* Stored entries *
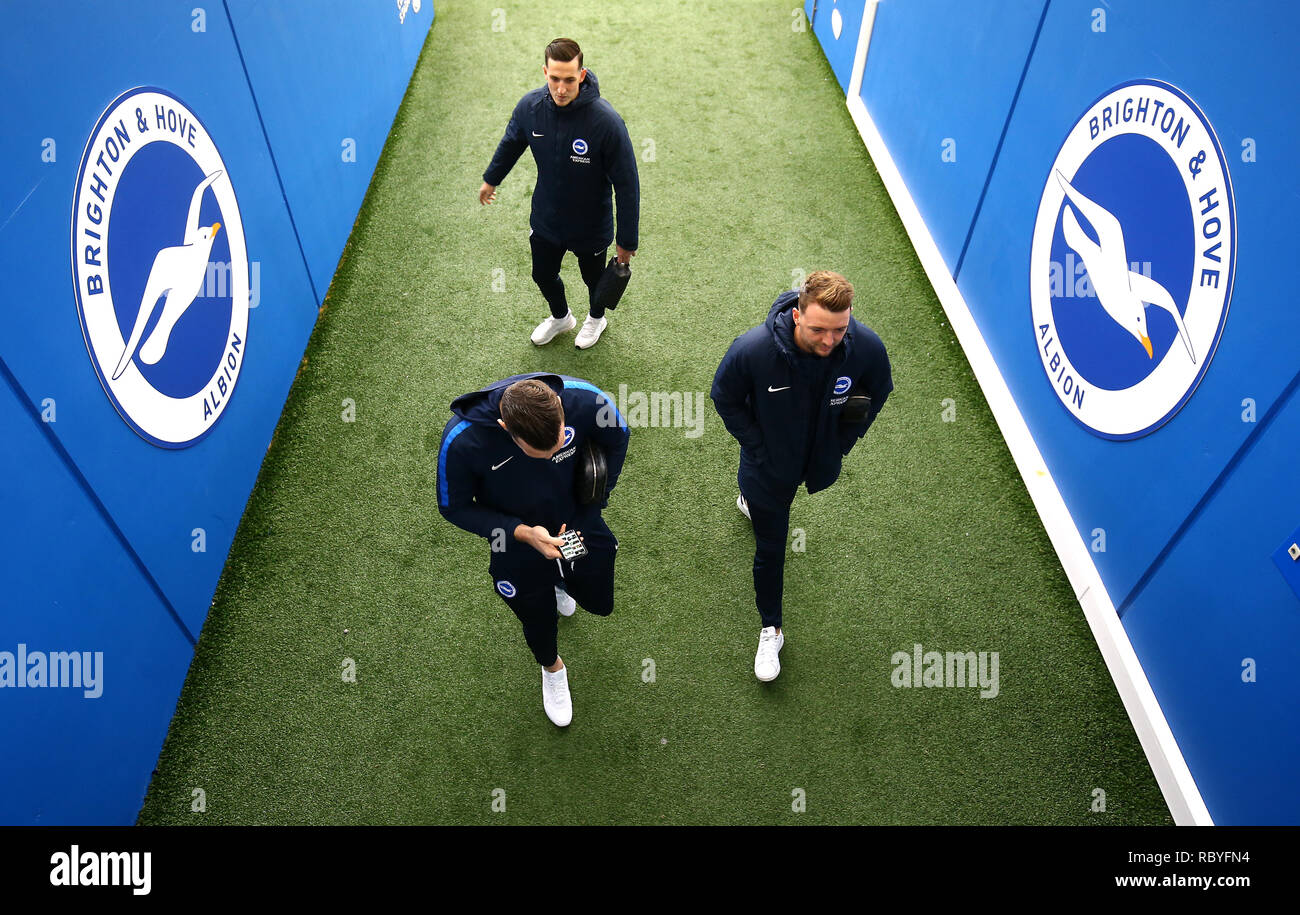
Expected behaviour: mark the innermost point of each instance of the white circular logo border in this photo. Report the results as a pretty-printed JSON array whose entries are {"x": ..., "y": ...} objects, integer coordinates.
[
  {"x": 1143, "y": 408},
  {"x": 165, "y": 421}
]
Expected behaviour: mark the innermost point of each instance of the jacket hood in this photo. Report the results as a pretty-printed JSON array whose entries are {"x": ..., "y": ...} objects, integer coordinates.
[
  {"x": 484, "y": 407},
  {"x": 586, "y": 95},
  {"x": 780, "y": 324}
]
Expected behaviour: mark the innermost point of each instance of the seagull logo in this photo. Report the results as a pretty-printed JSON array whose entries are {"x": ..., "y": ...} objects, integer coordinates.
[
  {"x": 1122, "y": 293},
  {"x": 177, "y": 273},
  {"x": 1126, "y": 342},
  {"x": 160, "y": 267}
]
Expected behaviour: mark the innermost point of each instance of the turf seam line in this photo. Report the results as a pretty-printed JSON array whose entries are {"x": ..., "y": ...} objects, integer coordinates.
[
  {"x": 90, "y": 493},
  {"x": 274, "y": 165},
  {"x": 1192, "y": 516},
  {"x": 1001, "y": 139}
]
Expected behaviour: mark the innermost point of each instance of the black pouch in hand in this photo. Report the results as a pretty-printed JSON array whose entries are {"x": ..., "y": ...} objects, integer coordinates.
[
  {"x": 592, "y": 475},
  {"x": 856, "y": 410},
  {"x": 614, "y": 280}
]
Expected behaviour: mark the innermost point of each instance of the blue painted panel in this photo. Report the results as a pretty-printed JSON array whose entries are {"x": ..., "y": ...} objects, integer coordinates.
[
  {"x": 70, "y": 586},
  {"x": 1216, "y": 601},
  {"x": 159, "y": 497},
  {"x": 1140, "y": 491},
  {"x": 350, "y": 68},
  {"x": 940, "y": 76},
  {"x": 1287, "y": 559}
]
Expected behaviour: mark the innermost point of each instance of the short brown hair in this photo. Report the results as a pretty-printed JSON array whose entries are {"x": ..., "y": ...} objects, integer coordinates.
[
  {"x": 563, "y": 50},
  {"x": 827, "y": 289},
  {"x": 532, "y": 413}
]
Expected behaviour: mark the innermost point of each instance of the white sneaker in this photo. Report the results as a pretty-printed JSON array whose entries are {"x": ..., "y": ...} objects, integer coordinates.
[
  {"x": 555, "y": 697},
  {"x": 766, "y": 662},
  {"x": 590, "y": 332},
  {"x": 563, "y": 602},
  {"x": 553, "y": 328}
]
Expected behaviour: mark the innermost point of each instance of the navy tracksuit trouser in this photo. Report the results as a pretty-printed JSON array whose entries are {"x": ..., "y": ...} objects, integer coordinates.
[
  {"x": 546, "y": 273},
  {"x": 770, "y": 511},
  {"x": 525, "y": 580}
]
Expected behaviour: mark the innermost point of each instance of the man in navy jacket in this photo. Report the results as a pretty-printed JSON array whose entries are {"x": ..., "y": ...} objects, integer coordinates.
[
  {"x": 583, "y": 150},
  {"x": 506, "y": 472},
  {"x": 781, "y": 391}
]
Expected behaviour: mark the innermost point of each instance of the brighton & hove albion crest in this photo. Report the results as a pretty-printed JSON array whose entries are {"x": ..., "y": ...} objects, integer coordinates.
[
  {"x": 160, "y": 267},
  {"x": 1132, "y": 257}
]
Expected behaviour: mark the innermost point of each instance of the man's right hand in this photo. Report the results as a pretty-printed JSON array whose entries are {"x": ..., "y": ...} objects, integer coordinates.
[{"x": 541, "y": 540}]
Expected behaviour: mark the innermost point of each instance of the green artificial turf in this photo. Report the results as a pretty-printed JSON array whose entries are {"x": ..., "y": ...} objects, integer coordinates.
[{"x": 750, "y": 172}]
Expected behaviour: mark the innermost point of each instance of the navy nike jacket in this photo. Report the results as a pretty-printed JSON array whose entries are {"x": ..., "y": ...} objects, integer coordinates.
[
  {"x": 485, "y": 481},
  {"x": 784, "y": 406},
  {"x": 581, "y": 150}
]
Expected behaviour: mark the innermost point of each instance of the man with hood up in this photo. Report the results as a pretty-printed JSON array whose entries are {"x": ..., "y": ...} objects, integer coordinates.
[
  {"x": 583, "y": 151},
  {"x": 797, "y": 393},
  {"x": 506, "y": 472}
]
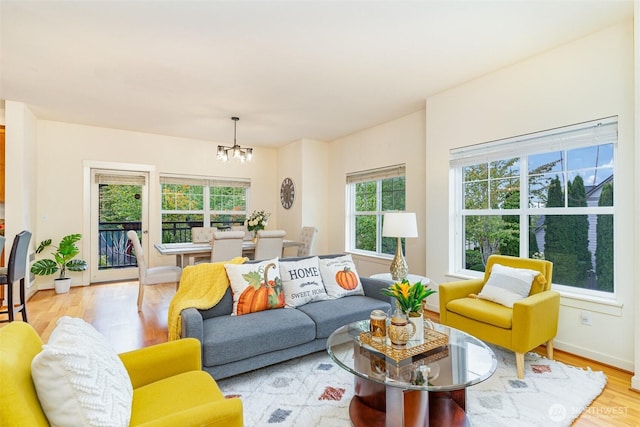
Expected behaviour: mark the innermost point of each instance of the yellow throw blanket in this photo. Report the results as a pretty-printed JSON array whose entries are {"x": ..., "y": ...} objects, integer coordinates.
[{"x": 201, "y": 286}]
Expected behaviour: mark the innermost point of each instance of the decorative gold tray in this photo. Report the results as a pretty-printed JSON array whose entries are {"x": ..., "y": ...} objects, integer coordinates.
[{"x": 432, "y": 339}]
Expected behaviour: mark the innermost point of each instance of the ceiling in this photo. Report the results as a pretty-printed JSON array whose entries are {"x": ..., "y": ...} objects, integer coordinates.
[{"x": 288, "y": 69}]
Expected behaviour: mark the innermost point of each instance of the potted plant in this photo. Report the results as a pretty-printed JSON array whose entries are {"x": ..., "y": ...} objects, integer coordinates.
[
  {"x": 409, "y": 300},
  {"x": 257, "y": 221},
  {"x": 63, "y": 260}
]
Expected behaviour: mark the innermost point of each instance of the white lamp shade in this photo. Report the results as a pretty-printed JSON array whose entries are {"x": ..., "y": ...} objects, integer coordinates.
[{"x": 400, "y": 224}]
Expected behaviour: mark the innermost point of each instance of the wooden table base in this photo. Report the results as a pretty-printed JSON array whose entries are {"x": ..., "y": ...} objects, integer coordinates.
[{"x": 377, "y": 405}]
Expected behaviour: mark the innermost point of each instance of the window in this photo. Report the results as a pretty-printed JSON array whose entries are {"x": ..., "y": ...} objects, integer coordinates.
[
  {"x": 371, "y": 194},
  {"x": 546, "y": 195},
  {"x": 199, "y": 202}
]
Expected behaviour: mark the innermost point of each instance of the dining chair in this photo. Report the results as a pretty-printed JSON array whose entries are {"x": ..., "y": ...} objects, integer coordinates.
[
  {"x": 307, "y": 238},
  {"x": 15, "y": 270},
  {"x": 153, "y": 275},
  {"x": 226, "y": 245},
  {"x": 269, "y": 244},
  {"x": 243, "y": 228}
]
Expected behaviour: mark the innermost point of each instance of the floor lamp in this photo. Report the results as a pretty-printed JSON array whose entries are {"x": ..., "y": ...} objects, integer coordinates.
[{"x": 399, "y": 225}]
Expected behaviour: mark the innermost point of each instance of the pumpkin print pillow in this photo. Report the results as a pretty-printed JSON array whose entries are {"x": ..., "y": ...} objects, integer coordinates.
[
  {"x": 340, "y": 277},
  {"x": 255, "y": 287},
  {"x": 302, "y": 282}
]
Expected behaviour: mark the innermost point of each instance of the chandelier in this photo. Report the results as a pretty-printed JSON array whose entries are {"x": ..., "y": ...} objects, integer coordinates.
[{"x": 236, "y": 152}]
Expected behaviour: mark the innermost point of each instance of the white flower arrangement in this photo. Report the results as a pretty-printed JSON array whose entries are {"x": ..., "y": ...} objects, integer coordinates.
[{"x": 257, "y": 220}]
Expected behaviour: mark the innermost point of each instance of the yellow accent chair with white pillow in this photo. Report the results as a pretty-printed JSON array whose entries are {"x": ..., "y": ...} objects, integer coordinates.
[
  {"x": 530, "y": 322},
  {"x": 169, "y": 386}
]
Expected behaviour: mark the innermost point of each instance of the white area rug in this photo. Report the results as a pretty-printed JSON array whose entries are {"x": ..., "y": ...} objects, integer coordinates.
[{"x": 313, "y": 391}]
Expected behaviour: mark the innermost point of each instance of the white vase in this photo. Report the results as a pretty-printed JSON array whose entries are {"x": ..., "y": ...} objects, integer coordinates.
[
  {"x": 62, "y": 286},
  {"x": 418, "y": 322}
]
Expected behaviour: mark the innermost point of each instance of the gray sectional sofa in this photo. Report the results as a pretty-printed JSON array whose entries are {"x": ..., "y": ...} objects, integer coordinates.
[{"x": 235, "y": 344}]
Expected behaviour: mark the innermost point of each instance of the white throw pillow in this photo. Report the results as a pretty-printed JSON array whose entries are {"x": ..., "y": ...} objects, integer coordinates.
[
  {"x": 340, "y": 277},
  {"x": 250, "y": 292},
  {"x": 302, "y": 282},
  {"x": 79, "y": 378},
  {"x": 506, "y": 285}
]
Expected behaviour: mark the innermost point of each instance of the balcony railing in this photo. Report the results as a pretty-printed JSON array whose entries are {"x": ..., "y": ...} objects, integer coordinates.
[{"x": 116, "y": 250}]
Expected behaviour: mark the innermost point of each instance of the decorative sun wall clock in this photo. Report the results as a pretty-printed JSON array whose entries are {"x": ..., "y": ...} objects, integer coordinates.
[{"x": 287, "y": 193}]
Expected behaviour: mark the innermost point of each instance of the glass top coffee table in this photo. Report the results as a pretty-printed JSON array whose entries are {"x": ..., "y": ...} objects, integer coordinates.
[{"x": 428, "y": 388}]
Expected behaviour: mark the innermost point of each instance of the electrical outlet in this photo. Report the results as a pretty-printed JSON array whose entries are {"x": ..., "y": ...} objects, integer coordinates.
[{"x": 585, "y": 318}]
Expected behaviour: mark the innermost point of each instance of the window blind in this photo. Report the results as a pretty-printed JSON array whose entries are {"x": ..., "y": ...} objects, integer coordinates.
[
  {"x": 120, "y": 178},
  {"x": 376, "y": 174},
  {"x": 206, "y": 181},
  {"x": 595, "y": 132}
]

* Required work *
Going from the line that contains "of the glass" to the last line of the records, reproduce every line as written.

* Solution to the exercise *
Expected behaviour: mark the innermost point of each instance of the glass top coffee table in this photo. Report the results as a pretty-printed JSON array whose entries are {"x": ..., "y": ...} objects, integer coordinates.
[{"x": 428, "y": 388}]
Expected behaviour: mark the innermost point of each instance of the electrical outlet in this photo. Report the results as a pretty-printed JSON array whose entries are {"x": ..., "y": ...} objects, integer coordinates.
[{"x": 585, "y": 318}]
Expected behaviour: mark the innermost point of each instance of the window blind in this photo. Report the results as a pretty-printed JSON array whose entries are {"x": ..., "y": ...} objects, integer coordinates.
[
  {"x": 120, "y": 178},
  {"x": 376, "y": 174},
  {"x": 206, "y": 181},
  {"x": 595, "y": 132}
]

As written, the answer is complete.